(Stored data)

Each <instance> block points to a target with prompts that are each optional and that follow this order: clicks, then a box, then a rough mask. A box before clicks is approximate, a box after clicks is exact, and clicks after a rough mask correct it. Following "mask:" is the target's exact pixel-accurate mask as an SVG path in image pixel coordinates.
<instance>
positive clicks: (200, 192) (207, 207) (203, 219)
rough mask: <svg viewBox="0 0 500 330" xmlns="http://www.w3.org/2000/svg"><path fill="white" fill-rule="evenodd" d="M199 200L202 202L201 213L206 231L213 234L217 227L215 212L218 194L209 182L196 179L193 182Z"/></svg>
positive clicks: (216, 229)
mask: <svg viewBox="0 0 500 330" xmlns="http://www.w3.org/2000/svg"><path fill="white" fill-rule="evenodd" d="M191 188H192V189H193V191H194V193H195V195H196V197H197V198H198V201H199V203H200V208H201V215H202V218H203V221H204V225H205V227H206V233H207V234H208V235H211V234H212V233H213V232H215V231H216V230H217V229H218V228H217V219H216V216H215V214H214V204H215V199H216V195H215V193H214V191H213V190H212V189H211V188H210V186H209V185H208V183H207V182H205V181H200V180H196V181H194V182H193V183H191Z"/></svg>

#### Requirement:
Which lines above include "rough"? Show each of them by copying it.

#### Output for this exercise:
Each <instance> block points to a target with prompts that are each optional and that follow this order: clicks, then a box, then a rough mask. A box before clicks is approximate, a box after clicks is exact, and clicks after a rough mask correct it. Following "mask:" is the target's exact pixel-accurate mask as an SVG path in image pixel coordinates.
rough mask: <svg viewBox="0 0 500 330" xmlns="http://www.w3.org/2000/svg"><path fill="white" fill-rule="evenodd" d="M199 200L202 202L201 213L206 231L213 234L217 227L215 212L218 194L209 182L196 179L193 182Z"/></svg>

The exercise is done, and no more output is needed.